EXERCISE INSTRUCTIONS =>
Pull out every one of the rows below and reproduce each line verbatim, with no changes.

----- RECORDS FOR THE EXERCISE

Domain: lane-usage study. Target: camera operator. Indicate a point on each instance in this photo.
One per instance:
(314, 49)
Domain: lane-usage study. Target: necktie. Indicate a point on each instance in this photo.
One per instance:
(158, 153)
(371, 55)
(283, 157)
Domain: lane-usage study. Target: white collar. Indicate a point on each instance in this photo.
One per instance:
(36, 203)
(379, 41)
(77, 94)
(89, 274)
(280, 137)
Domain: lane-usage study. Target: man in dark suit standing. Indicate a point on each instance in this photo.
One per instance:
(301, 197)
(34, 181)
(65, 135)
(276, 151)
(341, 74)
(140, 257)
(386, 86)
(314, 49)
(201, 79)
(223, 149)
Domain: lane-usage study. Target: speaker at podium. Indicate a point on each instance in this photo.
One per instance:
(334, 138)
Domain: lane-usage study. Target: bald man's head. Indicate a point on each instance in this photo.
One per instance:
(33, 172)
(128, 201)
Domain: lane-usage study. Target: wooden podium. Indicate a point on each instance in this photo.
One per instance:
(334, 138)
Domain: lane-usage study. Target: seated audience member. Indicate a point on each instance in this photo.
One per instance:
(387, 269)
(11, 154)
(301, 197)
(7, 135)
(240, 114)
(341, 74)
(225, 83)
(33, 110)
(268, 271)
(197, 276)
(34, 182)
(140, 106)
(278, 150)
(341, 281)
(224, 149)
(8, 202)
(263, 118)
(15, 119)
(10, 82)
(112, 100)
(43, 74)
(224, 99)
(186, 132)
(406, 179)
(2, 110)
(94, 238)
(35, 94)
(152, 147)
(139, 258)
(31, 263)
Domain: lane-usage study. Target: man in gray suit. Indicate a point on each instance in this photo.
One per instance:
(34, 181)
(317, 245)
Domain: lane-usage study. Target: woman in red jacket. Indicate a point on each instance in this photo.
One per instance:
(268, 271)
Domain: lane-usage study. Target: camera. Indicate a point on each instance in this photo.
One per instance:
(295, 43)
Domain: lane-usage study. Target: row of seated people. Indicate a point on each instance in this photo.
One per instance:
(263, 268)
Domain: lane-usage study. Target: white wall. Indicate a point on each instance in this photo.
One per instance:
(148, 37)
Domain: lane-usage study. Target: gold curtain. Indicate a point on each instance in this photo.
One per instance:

----------

TASK RESPONSE =>
Domain: lane-usage study. Target: camera operator. Indicate a point on each instance in this photo.
One per instance:
(314, 49)
Domain: lane-usage study. Target: necktie. Indicate a point on each instance in this photo.
One per instance:
(158, 153)
(371, 55)
(283, 157)
Domain: lane-usage study. Target: white collar. Indicate a point on each instance in this photo.
One per instance:
(36, 203)
(379, 41)
(77, 94)
(89, 274)
(280, 137)
Domain: lane-usage study. Target: man in dark suit standing. Indicate a point on each instance in this photo.
One per instance:
(301, 197)
(34, 181)
(65, 135)
(276, 151)
(341, 74)
(140, 257)
(386, 86)
(314, 49)
(201, 79)
(223, 149)
Domain: lane-usage study. Target: speaker at podium. Indicate a point on each instance in this photo.
One per instance:
(334, 138)
Domain: lane-usage study. Target: bald man's head. Indicate a point on each instance in this photo.
One per instance:
(33, 172)
(128, 201)
Domain: lane-usage study. Target: wooden podium. Indicate a point on each instance in this photo.
One per instance:
(334, 138)
Domain: lane-usage study. Target: seated audience member. Indicate a point on each instance in this photo.
One per instance:
(387, 269)
(11, 154)
(301, 197)
(7, 135)
(240, 114)
(341, 74)
(225, 83)
(33, 110)
(268, 271)
(197, 276)
(34, 182)
(140, 106)
(278, 150)
(341, 281)
(224, 149)
(8, 202)
(263, 118)
(15, 119)
(10, 82)
(112, 100)
(43, 74)
(224, 99)
(186, 132)
(406, 179)
(2, 110)
(94, 238)
(35, 94)
(152, 147)
(139, 258)
(31, 263)
Domain: lane-usage study. Target: man in gray suit. Indicate a point on each instance in this photo.
One per instance:
(34, 181)
(317, 245)
Domain: lane-usage study. Target: woman in red jacket. Indicate a point on each instance in this photo.
One per instance:
(268, 271)
Domain: lane-usage study. Target: camera. Indicate a point on each instance in this photo.
One per instance:
(295, 43)
Domain: lane-usage study. Target: row of seated people. Indicate a point on each instance in this photo.
One per instance:
(263, 268)
Domain: lane-usage study. Target: white wall. Indicate a point on each instance in this photo.
One per instance:
(148, 37)
Domain: lane-usage study. Target: gold curtain. Indicate a point on each instance in this photo.
One per instance:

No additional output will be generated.